→ **EXERCISE A**: According to the article on Ebola and mountain gorillas, what is the estimated mortality rate of Ebola virus in great apes?
→ **EXERCISE B**: Write the next part of the article on Ebola and mountain gorillas, starting after its final sentence.

→ **SOURCE TEXT**:
If infected with the Ebola virus, less than 20 percent of endangered mountain gorillas living in Africa's Virunga Massif region would be expected to survive more than 100 days past the first confirmed case. That is according to a study that used computer modeling to simulate an Ebola virus outbreak and project its impacts among mountain gorillas living in Rwanda, Uganda and Democratic Republic of Congo. The study, published in Scientific Reports, found that such an outbreak could decimate the population, which numbers just over 1,000 individuals.
The study was conducted by researchers affiliated with the Smithsonian Institution, as well as scientists from Gorilla Doctors, which is based at the University of California, Davis; the Species Conservation Toolkit Initiative; Virginia Tech and other institutions.
While none of the vaccination strategies examined would prevent widespread infection, the model did project that survival rates of 50% or greater could be achieved by vaccinating at least half of the habituated gorillas within three weeks of confirming the first infected gorilla.
Highly lethal
While there have been no confirmed cases of Ebola virus in wild great apes since 2005, Ebola is present and circulating in East-Central Africa, and there is cause for concern for cross-species transmission in regions of intense human-wildlife overlap.
"We have been very lucky that, to date, Ebola virus has not impacted mountain gorillas," said senior author and Gorilla Doctors Executive Director Kirsten Gilardi, a professor with the Karen C. Drayer Wildlife Health Center at UC Davis' School of Veterinary Medicine. "But the findings provide further support for vigilant pathogen surveillance and contingency planning to mitigate the risk of Ebola virus entering the mountain gorilla population. That we were able to produce these findings with data provided from Rwandan, Ugandan, and Congolese wildlife authorities demonstrates their commitment to protecting these magnificent great apes."
Mountain gorillas are social animals living in tight-knit groups that sometimes come into contact with other groups. Ebola virus is highly lethal to great apes, with an estimated mortality rate of up to 98%.
"The Virunga Massif population of mountain gorillas is isolated in national parks - forest 'islands' surrounded by some of the highest human population densities in Africa - and we know that gorillas are susceptible to human pathogens," said lead author Dawn Zimmerman, research associate with the Smithsonian National Museum of Natural History. "The risk of spillover from humans to gorillas is a significant threat. This study makes a strong case for either preemptively vaccinating 50% of the habituated mountain gorillas or being ready to vaccinate at the first detection of Ebola in the population. While it won't prevent widespread infection, it could increase the survival rate across the population to as much as 50%."

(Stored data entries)
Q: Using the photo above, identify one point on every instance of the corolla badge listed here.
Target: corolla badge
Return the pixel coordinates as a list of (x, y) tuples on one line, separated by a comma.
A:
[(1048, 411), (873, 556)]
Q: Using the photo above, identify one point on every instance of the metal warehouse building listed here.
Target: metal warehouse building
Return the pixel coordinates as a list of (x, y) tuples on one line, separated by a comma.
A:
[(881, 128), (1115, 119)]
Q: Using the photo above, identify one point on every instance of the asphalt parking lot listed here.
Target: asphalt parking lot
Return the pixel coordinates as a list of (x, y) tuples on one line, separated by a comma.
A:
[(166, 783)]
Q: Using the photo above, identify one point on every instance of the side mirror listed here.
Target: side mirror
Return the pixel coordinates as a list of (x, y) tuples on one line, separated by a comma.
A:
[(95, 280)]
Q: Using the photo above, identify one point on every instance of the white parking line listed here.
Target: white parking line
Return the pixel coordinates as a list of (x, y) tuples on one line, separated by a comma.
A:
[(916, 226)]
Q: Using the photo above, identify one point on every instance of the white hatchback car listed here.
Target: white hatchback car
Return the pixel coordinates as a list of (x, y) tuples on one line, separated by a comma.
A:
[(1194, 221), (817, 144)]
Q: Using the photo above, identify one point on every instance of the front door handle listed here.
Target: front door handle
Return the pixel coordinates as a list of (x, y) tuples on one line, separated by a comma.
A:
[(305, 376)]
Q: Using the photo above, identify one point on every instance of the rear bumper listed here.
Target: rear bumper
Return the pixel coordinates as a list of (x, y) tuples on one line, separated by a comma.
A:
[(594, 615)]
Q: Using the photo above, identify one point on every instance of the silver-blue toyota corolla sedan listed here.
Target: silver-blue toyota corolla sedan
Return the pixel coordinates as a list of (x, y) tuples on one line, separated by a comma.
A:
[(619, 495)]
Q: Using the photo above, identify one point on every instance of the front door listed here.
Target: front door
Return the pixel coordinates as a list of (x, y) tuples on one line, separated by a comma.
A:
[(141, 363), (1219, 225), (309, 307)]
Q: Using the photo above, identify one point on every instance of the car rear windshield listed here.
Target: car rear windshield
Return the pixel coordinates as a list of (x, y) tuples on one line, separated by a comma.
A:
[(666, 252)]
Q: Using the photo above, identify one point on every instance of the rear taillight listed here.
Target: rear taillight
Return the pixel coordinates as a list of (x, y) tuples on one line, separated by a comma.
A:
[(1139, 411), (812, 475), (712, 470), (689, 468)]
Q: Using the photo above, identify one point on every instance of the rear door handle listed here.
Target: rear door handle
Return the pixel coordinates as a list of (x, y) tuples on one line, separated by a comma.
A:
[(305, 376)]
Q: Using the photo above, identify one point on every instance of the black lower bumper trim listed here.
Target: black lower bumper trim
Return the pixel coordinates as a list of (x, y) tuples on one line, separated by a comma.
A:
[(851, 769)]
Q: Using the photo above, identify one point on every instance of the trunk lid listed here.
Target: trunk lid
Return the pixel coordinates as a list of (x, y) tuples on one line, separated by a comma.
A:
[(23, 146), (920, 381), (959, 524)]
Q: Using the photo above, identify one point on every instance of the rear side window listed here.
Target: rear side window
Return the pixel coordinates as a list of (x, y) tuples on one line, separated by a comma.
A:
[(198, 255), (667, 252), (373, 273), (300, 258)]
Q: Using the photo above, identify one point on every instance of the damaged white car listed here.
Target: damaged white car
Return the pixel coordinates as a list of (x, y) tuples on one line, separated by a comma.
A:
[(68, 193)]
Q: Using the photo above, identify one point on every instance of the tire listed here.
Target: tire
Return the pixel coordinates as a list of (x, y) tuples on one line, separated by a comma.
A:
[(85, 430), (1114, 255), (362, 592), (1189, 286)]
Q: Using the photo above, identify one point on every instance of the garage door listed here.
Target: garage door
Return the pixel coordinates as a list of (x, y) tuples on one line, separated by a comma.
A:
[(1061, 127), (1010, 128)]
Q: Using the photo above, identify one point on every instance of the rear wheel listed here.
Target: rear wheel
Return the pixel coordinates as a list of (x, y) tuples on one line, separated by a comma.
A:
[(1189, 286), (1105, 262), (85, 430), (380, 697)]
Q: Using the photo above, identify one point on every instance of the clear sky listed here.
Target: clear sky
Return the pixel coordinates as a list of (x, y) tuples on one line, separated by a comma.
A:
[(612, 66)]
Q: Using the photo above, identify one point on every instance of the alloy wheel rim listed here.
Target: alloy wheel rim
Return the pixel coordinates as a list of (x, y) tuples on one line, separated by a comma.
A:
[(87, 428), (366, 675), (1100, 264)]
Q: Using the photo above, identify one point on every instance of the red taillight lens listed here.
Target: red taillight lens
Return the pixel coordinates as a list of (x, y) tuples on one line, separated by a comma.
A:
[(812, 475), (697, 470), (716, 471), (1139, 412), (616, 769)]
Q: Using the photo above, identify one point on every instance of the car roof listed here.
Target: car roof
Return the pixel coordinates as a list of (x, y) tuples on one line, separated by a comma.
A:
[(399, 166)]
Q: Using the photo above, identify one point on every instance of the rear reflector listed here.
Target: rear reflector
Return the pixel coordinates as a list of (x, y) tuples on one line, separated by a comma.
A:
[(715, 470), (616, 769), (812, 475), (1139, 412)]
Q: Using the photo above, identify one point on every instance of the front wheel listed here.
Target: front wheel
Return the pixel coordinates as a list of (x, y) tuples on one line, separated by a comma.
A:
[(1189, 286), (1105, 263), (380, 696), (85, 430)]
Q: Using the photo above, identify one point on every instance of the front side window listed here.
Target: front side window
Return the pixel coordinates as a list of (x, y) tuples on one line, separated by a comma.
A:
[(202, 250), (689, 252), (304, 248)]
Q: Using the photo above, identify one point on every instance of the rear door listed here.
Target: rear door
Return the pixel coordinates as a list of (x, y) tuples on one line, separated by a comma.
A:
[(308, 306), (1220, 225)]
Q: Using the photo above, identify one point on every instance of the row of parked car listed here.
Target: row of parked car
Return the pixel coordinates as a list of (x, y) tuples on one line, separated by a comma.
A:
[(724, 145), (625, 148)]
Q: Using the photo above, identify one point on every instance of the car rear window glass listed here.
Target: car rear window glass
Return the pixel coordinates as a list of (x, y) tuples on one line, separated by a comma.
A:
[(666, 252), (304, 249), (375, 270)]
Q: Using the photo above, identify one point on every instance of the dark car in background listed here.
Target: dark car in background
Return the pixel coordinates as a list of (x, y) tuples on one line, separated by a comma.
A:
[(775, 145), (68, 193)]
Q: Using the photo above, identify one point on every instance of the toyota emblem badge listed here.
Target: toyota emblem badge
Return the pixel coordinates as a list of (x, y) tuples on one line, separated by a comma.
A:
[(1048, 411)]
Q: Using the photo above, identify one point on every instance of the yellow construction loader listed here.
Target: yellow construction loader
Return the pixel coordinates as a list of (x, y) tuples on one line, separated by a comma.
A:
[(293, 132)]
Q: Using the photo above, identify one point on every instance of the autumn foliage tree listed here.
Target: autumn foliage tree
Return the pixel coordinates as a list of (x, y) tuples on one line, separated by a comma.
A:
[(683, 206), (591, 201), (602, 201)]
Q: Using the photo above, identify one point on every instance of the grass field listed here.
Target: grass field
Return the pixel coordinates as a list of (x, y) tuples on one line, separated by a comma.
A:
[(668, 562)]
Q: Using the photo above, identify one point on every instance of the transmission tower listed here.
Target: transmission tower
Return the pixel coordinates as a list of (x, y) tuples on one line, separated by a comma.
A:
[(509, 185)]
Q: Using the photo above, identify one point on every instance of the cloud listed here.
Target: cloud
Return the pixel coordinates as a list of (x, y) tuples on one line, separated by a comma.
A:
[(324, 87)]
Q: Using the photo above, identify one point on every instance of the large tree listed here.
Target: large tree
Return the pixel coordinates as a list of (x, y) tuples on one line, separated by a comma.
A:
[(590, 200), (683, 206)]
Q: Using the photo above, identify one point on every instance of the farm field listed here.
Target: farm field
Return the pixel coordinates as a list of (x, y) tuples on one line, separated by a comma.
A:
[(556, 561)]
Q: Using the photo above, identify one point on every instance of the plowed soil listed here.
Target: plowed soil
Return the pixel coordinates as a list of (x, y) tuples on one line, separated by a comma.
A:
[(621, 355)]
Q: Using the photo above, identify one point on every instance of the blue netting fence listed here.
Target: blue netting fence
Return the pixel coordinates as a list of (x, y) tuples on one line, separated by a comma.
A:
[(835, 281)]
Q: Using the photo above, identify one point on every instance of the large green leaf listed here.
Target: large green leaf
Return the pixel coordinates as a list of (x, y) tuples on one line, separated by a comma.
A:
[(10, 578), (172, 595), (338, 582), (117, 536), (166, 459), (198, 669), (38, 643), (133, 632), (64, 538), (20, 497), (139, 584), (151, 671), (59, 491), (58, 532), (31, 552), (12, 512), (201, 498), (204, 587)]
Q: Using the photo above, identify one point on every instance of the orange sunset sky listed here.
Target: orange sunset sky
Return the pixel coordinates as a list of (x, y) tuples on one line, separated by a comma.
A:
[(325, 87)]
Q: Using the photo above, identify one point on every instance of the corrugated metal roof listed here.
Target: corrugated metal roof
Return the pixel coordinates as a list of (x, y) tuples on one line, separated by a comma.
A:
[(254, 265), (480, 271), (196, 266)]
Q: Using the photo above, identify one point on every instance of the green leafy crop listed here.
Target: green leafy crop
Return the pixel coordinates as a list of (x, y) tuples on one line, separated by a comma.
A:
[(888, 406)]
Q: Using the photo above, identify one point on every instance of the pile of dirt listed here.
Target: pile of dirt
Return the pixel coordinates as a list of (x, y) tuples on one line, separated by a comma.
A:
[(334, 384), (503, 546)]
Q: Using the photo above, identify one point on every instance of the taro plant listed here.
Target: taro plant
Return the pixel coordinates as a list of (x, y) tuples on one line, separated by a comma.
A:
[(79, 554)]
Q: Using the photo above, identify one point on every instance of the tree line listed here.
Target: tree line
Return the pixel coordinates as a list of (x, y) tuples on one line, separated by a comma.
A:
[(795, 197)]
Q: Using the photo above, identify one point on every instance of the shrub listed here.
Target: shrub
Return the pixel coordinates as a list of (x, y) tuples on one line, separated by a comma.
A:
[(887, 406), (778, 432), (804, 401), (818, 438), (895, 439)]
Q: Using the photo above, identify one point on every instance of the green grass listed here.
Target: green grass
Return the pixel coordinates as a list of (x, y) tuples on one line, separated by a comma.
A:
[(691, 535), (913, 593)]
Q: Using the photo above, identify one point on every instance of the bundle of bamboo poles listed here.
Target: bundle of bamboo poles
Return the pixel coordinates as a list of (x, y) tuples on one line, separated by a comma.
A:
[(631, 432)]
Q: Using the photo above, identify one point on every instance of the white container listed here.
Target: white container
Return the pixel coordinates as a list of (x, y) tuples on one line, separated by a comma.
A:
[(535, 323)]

→ **TASK ANSWER A**: Up to 98%.

→ **TASK ANSWER B**:
Helping endangered mountain gorillas
Learn more about how UC Davis and the Gorilla Doctors are helping this unique species.
Predicting the impacts of disease
The study used Outbreak software, an open-source tool that allows wildlife conservationists to predict impacts of disease in populations or ecosystems. The scientists examined the potential population impact if a single individual gorilla were to be infected with Ebola virus.
"While disease modeling of wildlife has unique challenges compared to human or livestock populations because of limited data, these kinds of exercises can contribute to our understanding of disease risk and inform population management strategies and interventions," said senior author Robert Lacy with the Species Conservation Toolkit Initiative. "This is especially useful when managing an endangered species with a small population size who are at risk of diseases with high mortality rates."
This highly collaborative exercise points to the critical importance of preparedness and the continued monitoring and surveillance of wildlife populations for the detection of infectious disease. As human population growth and changing land use patterns continue to increase the pressures on and threats to wildlife, predictive models such as this one can help strengthen existing strategies and cooperation to protect wildlife from devastating disease outbreaks.
Additional co-authoring institutions include Merck & Co., Virginia Tech, Institut Congolais Pour La Conservation de Nature and the International Union for Conservation of Nature.
The study was partially funded by the Arcus Foundation.